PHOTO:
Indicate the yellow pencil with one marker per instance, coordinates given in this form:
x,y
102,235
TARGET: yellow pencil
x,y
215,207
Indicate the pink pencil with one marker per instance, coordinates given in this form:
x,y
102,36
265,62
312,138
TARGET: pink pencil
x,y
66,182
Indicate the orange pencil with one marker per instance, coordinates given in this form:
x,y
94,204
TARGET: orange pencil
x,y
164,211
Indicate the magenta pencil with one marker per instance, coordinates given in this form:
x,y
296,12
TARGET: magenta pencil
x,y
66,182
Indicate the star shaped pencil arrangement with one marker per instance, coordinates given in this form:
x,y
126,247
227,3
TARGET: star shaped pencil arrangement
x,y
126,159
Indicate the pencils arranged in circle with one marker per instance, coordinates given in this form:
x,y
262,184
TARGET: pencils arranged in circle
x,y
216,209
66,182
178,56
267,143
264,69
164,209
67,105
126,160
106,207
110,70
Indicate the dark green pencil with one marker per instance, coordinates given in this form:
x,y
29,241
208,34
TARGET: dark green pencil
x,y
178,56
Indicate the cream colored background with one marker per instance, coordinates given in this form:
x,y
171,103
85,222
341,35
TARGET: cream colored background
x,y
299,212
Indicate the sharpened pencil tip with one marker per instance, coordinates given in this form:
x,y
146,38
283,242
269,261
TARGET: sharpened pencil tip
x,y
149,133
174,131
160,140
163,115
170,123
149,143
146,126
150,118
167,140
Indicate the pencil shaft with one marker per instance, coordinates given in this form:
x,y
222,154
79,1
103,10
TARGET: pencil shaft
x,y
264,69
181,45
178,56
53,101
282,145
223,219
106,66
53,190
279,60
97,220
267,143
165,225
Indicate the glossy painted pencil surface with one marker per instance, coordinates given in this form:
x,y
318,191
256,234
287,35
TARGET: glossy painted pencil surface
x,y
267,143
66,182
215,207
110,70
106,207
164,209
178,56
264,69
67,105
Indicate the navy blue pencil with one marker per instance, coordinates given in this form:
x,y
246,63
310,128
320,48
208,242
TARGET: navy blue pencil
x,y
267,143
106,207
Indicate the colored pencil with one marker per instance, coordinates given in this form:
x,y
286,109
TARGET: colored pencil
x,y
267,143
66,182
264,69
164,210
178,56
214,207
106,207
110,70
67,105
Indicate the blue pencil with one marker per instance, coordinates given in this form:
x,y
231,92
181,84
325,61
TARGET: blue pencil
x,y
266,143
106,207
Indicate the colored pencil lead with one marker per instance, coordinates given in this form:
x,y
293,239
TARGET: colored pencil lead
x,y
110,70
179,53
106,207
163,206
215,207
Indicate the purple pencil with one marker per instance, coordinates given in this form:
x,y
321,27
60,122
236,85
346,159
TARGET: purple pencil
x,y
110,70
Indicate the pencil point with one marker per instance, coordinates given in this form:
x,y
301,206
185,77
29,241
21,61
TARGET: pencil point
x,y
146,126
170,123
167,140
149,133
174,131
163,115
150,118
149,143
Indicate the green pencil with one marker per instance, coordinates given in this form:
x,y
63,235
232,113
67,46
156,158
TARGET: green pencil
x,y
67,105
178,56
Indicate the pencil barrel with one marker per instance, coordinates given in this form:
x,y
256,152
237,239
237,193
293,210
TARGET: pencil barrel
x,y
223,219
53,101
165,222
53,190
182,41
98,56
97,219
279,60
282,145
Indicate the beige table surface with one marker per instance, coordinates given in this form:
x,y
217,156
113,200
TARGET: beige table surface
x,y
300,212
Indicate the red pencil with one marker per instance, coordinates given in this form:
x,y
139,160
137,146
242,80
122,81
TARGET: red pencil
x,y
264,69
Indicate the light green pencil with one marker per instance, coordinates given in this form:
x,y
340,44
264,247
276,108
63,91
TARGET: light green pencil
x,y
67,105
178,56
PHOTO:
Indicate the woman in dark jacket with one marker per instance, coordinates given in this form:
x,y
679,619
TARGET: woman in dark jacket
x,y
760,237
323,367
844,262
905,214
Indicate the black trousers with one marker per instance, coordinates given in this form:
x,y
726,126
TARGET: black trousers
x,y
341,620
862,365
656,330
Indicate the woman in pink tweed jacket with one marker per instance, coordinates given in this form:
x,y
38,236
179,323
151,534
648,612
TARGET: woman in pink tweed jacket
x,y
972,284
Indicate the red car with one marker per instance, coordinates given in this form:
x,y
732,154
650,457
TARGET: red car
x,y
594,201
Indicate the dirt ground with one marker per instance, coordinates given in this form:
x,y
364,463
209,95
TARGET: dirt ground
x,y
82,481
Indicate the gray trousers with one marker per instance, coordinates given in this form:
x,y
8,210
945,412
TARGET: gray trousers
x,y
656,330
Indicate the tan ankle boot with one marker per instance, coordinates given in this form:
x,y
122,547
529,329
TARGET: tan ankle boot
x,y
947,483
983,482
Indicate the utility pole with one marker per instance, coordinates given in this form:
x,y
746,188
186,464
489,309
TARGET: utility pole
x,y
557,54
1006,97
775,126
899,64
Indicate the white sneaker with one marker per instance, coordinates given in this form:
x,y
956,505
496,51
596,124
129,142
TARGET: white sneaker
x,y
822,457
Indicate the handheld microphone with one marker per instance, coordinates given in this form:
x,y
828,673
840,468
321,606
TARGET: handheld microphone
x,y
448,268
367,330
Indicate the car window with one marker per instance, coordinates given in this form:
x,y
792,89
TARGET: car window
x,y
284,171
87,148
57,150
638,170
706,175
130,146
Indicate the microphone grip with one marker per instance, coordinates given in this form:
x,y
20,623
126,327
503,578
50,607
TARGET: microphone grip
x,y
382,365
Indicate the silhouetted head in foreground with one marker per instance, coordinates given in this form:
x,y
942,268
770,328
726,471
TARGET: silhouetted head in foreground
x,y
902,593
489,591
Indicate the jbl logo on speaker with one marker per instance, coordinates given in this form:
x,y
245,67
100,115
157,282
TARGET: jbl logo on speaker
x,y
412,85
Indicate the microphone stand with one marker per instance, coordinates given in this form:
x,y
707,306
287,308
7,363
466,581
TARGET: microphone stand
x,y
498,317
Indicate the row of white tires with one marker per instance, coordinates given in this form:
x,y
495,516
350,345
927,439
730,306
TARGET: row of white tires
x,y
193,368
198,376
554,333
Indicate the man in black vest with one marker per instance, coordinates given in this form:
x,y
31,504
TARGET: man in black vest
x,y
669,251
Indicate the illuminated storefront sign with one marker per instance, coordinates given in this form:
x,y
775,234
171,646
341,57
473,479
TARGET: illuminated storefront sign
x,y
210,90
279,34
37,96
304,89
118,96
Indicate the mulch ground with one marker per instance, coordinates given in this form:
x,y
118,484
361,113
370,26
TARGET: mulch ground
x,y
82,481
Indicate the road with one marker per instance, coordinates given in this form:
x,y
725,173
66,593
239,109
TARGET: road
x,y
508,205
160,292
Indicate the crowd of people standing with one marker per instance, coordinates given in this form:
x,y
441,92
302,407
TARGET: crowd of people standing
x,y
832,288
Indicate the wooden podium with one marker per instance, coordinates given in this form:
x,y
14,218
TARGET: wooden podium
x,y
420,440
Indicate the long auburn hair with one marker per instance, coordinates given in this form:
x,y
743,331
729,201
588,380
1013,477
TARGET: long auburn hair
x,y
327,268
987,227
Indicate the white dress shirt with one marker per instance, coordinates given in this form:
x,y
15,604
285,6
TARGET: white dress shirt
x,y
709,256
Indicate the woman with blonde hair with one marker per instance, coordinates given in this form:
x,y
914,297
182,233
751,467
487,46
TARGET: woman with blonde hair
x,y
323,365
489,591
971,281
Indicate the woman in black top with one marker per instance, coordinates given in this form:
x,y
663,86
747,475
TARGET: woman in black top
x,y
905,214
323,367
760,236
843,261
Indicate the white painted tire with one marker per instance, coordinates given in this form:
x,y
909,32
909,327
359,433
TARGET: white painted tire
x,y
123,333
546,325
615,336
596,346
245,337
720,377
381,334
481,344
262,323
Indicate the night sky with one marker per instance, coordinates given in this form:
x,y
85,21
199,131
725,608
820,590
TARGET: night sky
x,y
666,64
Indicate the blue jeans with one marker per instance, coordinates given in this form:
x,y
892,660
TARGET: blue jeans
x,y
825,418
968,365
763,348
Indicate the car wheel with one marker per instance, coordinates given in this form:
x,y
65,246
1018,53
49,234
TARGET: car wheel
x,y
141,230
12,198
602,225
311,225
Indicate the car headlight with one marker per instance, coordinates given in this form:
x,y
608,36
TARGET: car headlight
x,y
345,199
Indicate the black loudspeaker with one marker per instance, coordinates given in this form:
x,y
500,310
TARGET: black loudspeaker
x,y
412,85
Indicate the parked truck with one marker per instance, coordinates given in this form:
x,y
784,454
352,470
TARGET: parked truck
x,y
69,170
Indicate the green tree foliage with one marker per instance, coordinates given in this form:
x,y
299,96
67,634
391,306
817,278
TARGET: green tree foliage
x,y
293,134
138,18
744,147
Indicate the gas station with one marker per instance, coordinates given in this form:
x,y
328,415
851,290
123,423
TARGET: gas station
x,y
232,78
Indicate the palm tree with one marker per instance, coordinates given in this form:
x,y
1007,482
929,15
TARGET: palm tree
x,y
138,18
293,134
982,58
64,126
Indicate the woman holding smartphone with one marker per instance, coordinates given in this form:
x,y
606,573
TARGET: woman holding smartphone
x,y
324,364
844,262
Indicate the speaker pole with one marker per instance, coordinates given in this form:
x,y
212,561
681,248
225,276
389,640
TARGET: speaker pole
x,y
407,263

------------------------------------------------------------------------

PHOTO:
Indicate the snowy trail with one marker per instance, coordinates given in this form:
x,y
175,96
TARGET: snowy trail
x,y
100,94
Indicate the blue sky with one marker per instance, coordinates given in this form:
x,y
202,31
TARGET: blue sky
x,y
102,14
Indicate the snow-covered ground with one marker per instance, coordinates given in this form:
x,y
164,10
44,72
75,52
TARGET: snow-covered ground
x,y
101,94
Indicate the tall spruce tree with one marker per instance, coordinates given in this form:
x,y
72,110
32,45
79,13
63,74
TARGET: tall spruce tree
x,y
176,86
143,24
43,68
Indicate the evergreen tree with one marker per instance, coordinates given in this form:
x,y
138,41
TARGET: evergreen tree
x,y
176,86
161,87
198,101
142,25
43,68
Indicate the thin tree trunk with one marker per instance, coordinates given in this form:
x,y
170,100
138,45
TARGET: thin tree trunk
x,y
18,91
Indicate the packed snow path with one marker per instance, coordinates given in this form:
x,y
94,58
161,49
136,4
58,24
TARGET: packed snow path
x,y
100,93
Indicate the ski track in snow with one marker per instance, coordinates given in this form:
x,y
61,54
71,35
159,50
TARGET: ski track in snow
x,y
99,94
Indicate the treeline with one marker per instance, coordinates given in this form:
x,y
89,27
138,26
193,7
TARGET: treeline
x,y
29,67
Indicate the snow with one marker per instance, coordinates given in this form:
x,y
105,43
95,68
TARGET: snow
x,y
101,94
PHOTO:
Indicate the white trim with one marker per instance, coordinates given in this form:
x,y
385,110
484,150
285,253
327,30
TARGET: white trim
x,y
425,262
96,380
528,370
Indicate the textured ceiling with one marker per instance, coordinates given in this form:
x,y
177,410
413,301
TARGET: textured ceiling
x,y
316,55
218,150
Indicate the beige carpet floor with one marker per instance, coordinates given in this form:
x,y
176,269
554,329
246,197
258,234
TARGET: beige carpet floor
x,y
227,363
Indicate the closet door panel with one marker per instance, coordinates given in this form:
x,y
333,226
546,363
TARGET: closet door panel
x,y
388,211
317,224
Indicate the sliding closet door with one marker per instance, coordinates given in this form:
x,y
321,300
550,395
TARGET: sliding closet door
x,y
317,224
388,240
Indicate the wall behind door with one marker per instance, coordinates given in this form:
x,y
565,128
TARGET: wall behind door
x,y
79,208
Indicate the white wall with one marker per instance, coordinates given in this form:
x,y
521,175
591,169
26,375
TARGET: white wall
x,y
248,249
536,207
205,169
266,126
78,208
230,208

------------------------------------------------------------------------

# To do:
Pick out each line of the records above that contains the word "logo" and copy those lines.

# Task answer:
Indicate the jbl logo on speaker with one marker per instance, coordinates given in this form:
TARGET: jbl logo on speaker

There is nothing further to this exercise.